> Stated exercise:
Rewrite the records below as a JSON list of strings, one string per line, skipping any blank lines. Leave the picture out of the answer.

> Material provided:
■ ■ ■ ■

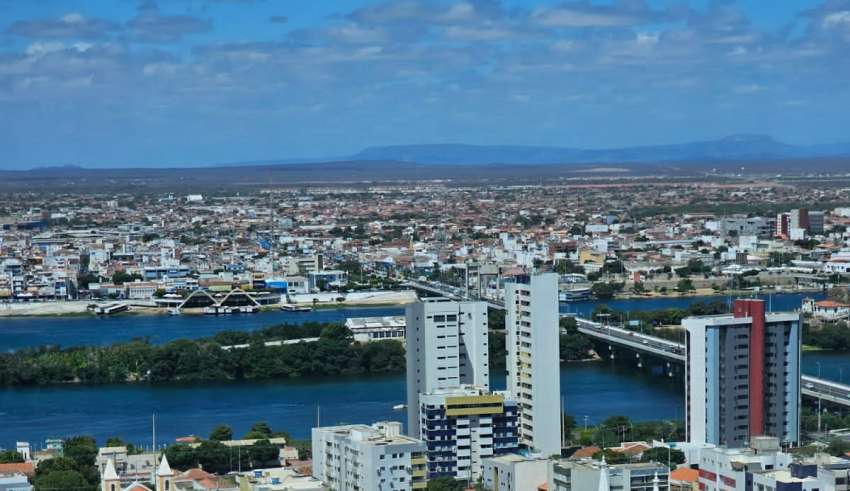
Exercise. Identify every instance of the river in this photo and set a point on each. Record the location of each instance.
(593, 389)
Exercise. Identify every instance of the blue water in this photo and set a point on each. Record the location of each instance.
(21, 332)
(594, 389)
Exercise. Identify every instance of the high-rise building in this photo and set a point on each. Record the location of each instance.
(724, 468)
(534, 376)
(360, 457)
(816, 222)
(783, 225)
(799, 218)
(446, 348)
(464, 425)
(743, 376)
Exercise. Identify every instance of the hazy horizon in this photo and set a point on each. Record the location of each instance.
(208, 82)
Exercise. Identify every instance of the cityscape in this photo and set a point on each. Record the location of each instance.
(345, 246)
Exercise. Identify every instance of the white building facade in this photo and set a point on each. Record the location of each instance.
(360, 457)
(534, 381)
(446, 348)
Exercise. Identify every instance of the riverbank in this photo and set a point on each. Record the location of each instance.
(68, 308)
(710, 292)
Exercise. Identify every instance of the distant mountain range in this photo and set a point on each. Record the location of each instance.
(728, 150)
(735, 147)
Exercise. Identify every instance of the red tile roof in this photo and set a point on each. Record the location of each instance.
(26, 468)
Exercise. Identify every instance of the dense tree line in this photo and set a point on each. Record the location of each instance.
(75, 470)
(833, 337)
(334, 353)
(214, 456)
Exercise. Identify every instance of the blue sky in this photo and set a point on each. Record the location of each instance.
(142, 83)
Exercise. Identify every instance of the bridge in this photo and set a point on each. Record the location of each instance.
(667, 350)
(672, 351)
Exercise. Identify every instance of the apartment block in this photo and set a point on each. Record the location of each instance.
(463, 426)
(361, 457)
(534, 375)
(446, 348)
(743, 376)
(589, 475)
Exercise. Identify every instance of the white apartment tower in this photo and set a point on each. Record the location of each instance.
(446, 348)
(743, 376)
(534, 375)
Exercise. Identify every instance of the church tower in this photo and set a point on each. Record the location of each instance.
(109, 480)
(164, 476)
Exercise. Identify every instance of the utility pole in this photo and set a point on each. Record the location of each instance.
(819, 401)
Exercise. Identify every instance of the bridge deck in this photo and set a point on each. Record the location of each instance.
(642, 343)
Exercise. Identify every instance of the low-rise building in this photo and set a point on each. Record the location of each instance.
(366, 329)
(376, 457)
(514, 472)
(464, 425)
(584, 475)
(730, 469)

■ ■ ■ ■

> Task answer:
[
  "Exercise. Identify every instance of the river in this photo and set a point on each. Record the location of each instance.",
  "(593, 389)",
  "Exercise. Identify every instance of the blue water in this photo and set a point on each. Record the location of each instance.",
  "(21, 332)",
  "(594, 389)",
  "Exercise. Identify every instance of the high-rise building in this photo and set a point on each. Record the location of each instance.",
  "(724, 468)",
  "(534, 376)",
  "(360, 457)",
  "(816, 222)",
  "(783, 225)",
  "(799, 218)",
  "(446, 348)",
  "(464, 425)",
  "(743, 376)",
  "Exercise. Identify every instance of the hazy horizon in this photo and set a point on each. Record the location of each instance.",
  "(208, 82)",
  "Exercise. Identify every instance of the cityscape in this photo and set a point on each. Record the location of each instance.",
  "(345, 246)",
  "Exercise. Identify every instance of the white building facade in this photo and set a point on each. Record the location of each instance.",
  "(360, 457)",
  "(534, 381)",
  "(446, 348)",
  "Exercise. Identify every instance of the riverbank in this photo and set a point on each. Record the location of each instance.",
  "(68, 308)",
  "(710, 292)",
  "Exercise. Identify every instance of the distant mountain range in this photo and set a point on each. Record the location of each instance.",
  "(728, 150)",
  "(735, 147)",
  "Exercise. Identify every instance of the red tile roof in this photo and set a point on each. Record the location of each instance.",
  "(26, 468)",
  "Exercise. Identify every instance of the dense tree line in this photo and set a point on each. Record the location of each instance.",
  "(75, 470)",
  "(833, 337)",
  "(334, 353)",
  "(214, 456)",
  "Exercise. Identify every instance of the blue sky in this photo and set a point on each. Record the location of each instance.",
  "(142, 83)",
  "Exercise. Identify every instance of the bridge in this photo and set a point on each. Record the location of each instance.",
  "(667, 350)",
  "(672, 351)",
  "Exercise. Identify every instance of the apartment block in this photo and set a point on each. Record the location of each instance.",
  "(463, 426)",
  "(361, 457)",
  "(534, 375)",
  "(446, 348)",
  "(743, 376)",
  "(589, 475)",
  "Exercise. Identify every instance of the white apartment tower in this photo and set a point on each. Record the location of each instance.",
  "(446, 348)",
  "(743, 376)",
  "(534, 375)",
  "Exercise. Identify every instance of the church tower in this photo and set a point on each. Record the location of each instance.",
  "(109, 480)",
  "(164, 476)",
  "Exercise. Identify every instance of the utility pole in this photo and set a point on each. Record the location of each instance.",
  "(819, 401)",
  "Exercise. Identify every instance of the bridge deck in this photo and set a point on each. Record the location of each instance.",
  "(642, 343)",
  "Exercise. Identify every instance of the low-rise building in this photo and set a point on each. Record the location of each instance.",
  "(366, 329)",
  "(376, 457)",
  "(514, 472)",
  "(464, 425)",
  "(584, 475)",
  "(730, 469)"
]